* **Short exercise**
Show every line of the data below that contains the word "green".

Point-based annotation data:
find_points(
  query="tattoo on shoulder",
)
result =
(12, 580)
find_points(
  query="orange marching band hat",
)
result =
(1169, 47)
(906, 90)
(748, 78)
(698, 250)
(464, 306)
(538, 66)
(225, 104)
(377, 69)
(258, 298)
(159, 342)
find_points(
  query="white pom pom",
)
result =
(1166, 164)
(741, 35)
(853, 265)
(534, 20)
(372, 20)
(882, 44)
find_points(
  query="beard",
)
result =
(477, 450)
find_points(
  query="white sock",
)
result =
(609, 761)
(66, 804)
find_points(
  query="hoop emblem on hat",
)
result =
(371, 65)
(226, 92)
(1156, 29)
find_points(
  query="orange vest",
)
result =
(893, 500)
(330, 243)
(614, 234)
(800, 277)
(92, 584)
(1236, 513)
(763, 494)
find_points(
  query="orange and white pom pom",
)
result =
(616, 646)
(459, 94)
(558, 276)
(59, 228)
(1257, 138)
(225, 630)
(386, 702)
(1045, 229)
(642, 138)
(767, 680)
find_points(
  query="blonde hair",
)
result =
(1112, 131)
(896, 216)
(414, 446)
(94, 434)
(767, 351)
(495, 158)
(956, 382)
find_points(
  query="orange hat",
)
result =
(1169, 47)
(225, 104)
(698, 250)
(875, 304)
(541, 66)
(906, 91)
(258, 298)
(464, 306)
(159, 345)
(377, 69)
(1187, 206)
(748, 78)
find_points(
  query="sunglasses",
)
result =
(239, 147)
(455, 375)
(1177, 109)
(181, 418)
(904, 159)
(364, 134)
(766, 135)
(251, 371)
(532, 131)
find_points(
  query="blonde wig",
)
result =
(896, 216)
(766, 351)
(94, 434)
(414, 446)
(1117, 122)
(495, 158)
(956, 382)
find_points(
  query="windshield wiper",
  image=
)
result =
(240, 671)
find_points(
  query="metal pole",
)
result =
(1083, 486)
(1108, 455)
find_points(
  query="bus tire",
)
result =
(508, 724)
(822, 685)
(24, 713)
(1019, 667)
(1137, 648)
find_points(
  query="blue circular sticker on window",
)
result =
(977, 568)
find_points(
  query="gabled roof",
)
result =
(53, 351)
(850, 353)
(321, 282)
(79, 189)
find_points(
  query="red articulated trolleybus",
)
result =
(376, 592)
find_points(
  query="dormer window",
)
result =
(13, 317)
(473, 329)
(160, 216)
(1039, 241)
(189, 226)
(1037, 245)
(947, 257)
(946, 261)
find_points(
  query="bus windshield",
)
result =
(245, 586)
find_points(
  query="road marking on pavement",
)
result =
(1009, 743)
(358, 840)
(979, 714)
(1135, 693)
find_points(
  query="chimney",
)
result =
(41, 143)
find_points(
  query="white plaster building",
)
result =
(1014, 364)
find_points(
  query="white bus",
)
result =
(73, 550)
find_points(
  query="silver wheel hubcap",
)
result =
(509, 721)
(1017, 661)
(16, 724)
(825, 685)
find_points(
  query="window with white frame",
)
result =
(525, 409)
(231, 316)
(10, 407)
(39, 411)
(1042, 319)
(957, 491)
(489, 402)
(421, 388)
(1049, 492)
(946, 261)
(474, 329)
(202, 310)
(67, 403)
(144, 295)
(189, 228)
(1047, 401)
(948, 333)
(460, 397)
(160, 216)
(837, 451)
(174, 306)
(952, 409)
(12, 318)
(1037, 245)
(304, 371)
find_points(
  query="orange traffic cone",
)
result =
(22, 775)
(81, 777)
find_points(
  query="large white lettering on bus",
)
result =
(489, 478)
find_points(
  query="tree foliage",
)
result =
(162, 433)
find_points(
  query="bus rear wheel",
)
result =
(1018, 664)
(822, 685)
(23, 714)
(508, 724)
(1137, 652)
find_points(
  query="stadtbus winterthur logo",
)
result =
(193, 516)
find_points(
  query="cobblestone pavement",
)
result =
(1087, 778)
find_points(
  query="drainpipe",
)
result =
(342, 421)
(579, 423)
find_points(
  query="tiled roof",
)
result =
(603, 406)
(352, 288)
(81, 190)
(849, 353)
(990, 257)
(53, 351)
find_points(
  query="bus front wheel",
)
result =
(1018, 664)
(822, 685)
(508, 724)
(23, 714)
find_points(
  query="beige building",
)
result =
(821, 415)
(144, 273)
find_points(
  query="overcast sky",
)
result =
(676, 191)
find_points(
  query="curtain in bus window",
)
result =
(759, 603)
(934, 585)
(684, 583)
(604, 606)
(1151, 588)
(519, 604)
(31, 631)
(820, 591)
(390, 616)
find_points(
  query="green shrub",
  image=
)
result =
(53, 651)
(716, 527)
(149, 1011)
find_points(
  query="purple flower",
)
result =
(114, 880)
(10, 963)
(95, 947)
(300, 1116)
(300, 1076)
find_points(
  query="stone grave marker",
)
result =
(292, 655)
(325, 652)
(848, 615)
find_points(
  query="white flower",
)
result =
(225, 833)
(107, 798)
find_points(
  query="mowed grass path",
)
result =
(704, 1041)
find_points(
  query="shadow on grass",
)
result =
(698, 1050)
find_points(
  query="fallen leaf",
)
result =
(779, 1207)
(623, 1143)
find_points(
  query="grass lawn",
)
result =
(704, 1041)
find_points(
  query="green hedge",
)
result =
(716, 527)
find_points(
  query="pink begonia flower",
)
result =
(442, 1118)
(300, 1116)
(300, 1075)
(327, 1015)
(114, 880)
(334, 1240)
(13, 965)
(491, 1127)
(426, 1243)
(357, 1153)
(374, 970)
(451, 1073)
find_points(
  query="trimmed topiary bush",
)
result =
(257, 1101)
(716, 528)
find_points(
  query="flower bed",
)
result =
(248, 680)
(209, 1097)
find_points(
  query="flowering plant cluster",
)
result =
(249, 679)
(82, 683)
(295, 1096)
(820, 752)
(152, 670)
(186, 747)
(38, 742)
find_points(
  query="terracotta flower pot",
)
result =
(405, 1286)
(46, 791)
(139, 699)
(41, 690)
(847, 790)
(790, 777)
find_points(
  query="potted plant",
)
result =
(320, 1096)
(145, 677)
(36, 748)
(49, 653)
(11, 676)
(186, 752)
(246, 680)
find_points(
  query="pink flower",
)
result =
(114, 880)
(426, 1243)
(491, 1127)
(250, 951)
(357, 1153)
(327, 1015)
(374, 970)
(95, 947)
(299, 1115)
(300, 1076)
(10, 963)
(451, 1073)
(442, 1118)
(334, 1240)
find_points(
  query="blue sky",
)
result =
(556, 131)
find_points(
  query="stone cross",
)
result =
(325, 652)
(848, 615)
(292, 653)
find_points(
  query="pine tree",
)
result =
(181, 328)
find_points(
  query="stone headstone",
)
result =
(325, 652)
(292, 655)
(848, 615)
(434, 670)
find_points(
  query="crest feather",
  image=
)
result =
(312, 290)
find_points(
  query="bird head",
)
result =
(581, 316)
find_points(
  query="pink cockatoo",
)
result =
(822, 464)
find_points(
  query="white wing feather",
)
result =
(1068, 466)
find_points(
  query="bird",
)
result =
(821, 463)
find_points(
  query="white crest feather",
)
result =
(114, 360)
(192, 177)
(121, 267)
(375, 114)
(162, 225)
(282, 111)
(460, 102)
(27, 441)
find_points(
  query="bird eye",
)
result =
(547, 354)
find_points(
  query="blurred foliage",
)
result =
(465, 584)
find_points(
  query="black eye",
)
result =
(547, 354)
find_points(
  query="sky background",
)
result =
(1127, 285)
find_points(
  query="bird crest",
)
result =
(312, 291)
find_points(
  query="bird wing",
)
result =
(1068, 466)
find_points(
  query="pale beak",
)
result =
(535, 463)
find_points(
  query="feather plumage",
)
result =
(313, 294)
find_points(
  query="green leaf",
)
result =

* **Answer for the task**
  query="green shrub",
  query="green hedge",
  query="green leaf",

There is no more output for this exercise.